-- Assignment --
In the advice post about doulas and pacifiers, why didn't the writer hire a doula for the births? Answer in one to three sentences.

I recently attended a "meeting" with a sleep doula with a group of friends… I have 2 questions for you because none of my friends can answer them for me:
1. what exactly is a doula? is there any training, school, certification etc. required to call yourself a doula or can anyone wake up one day, print some business cards and start charging ridiculous amounts of money to dole out sleep advice to weary parents?
2. Have you ever heard of any actual medical research studies that link pacifier use in babies under 3 to drug addiction later in life? (Yes, this is the advice given out by the doula…)
Hahahahahahahahaha. Let me address the second question first (as I'm wont to do): No, I've never heard of this, and I call bullshit. Really? Drug addiction from using pacifiers? If there's anyone out there with actual research backing this up, please post a link, as I'd be very interested in seeing this (as would the organizations that have been recommending pacifier use as correlating with lower incidence of SIDS, I'm sure).
From a practical standpoint, some babies just have a really strong sucking need. And it's either the thumb or the pacifier, and some kids won't find their thumbs.
Honestly, of all the things you have to worry about as a parent, pacifier use or non-use doesn't even rank as something worth spending your time on. How much sleep you're getting, the state of your marriage/partnership/singlehood, childcare, just how contaminated and unsafe every thing we eat is, global warming, unsafe toys, child labor and exploitation, skateboarding injuries, bullies at school, whether your child's hitting appropriate milestones, how the heck you're going to save for retirement, how you're going to pay your rent or mortgage next month, what's going to happen to the extra 5 pounds on your belly that won't budge since you had a baby, how to help that mom in your playgroup who seems to be flirting with the edge of PPD, the economy–all this stuff is worth thinking about. Pacifier use, notsomuch.
Now, on to doulas. "Doula" is a Greek word meaning "woman who serves" and in its modern meaning it's someone you pay (usually) to help you with something. There are two types of doulas in common usage. the first is a birth doula, who is a woman (usually) who stays with you during labor and delivery to act as your advocate. She has to go through training in common and uncommon birth situations, and makes it so that your partner can be with you, while she helps interpret the medical stuff and helps you evaluate any choices you have to make without being biased or hampered by hospital practice.
If I hadn't had my mother with me (who is pretty educated about birth stuff and also a strong advocate for me) I'd have hired a doula for my births, and cannot recommend them enough as a way to make sure decisions are made in your best interest. Doulas are helpful whether you're having a scheduled C-section, a homebirth, a hospital birth with an epidural, or any kind of situation. They are certified by DONA International and you can read all about their standards of practice here.

-- Recorded information --
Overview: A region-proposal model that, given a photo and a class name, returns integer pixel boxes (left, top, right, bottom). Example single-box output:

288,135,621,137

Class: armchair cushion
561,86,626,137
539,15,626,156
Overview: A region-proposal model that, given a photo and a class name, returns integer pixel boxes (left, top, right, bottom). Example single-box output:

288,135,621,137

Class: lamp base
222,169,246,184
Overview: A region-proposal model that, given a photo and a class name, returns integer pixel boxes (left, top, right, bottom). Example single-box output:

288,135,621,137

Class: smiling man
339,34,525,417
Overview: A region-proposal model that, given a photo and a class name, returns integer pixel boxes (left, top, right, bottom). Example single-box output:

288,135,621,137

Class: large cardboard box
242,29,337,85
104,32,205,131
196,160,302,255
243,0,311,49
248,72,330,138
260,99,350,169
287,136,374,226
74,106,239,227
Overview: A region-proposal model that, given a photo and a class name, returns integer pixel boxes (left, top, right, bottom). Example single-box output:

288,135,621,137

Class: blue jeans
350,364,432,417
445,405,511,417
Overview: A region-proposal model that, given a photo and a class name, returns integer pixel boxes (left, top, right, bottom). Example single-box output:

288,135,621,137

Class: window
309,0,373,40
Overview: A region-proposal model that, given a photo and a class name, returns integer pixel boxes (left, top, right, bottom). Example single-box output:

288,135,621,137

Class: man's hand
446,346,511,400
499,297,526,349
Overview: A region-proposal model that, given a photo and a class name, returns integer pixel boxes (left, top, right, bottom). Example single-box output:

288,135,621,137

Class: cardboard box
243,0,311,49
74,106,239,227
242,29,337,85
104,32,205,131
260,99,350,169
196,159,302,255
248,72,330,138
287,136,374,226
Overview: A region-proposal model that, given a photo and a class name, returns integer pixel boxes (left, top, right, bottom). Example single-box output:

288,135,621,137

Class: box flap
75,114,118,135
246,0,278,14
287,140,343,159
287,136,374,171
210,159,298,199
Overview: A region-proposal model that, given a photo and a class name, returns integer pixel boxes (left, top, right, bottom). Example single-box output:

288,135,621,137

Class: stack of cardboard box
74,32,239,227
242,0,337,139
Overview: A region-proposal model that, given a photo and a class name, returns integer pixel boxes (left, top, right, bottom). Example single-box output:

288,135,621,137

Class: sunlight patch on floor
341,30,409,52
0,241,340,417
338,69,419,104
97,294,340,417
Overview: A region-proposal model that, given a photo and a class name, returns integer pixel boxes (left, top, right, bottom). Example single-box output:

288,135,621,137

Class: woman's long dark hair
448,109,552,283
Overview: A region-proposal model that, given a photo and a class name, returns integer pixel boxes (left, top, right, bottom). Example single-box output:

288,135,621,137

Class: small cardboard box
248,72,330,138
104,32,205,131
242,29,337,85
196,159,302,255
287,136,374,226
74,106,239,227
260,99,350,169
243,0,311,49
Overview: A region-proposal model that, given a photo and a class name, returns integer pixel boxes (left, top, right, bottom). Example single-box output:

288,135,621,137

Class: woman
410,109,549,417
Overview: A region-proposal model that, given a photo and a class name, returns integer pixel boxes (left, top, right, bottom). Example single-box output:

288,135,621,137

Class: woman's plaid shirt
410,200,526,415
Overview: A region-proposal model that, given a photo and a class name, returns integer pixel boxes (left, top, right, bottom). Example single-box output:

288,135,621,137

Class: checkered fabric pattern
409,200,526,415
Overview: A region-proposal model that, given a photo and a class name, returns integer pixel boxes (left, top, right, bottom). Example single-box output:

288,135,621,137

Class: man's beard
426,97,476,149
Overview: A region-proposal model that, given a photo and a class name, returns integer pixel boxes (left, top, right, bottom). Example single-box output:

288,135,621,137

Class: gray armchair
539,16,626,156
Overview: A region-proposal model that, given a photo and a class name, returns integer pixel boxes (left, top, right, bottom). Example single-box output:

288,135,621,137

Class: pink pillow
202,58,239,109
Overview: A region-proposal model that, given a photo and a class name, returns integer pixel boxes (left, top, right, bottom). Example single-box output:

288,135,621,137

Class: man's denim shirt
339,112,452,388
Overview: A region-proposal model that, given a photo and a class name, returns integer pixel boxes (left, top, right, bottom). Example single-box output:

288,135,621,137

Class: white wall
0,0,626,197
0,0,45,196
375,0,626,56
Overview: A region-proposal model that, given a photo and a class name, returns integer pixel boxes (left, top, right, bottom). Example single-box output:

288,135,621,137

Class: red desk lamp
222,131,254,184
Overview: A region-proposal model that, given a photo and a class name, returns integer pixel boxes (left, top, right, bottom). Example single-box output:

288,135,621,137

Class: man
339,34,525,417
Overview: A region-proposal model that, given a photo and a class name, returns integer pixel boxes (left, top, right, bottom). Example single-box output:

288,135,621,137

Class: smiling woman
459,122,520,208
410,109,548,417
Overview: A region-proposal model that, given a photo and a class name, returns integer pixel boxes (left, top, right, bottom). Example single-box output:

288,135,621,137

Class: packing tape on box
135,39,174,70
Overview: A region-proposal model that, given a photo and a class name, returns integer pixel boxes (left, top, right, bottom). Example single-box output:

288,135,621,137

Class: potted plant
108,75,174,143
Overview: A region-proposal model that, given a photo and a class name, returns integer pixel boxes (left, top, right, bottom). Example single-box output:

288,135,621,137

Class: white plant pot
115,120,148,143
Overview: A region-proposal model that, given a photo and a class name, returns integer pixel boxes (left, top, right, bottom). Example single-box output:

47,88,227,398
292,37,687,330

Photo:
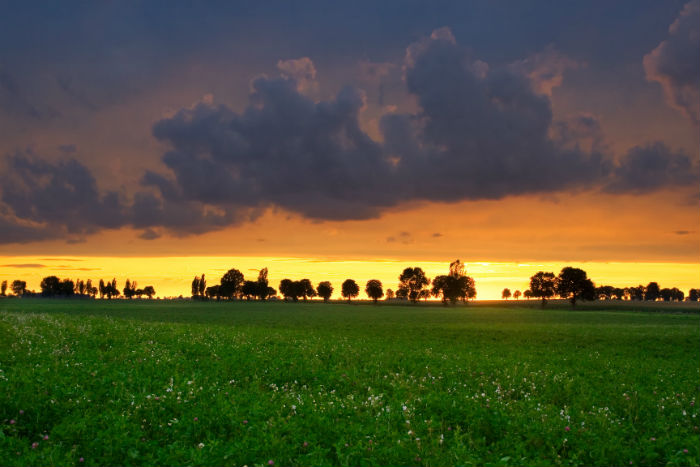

-- The completed task --
The writer's mother was present for the births. She is well educated about birth and a strong advocate for the writer, so she filled the role a doula would have.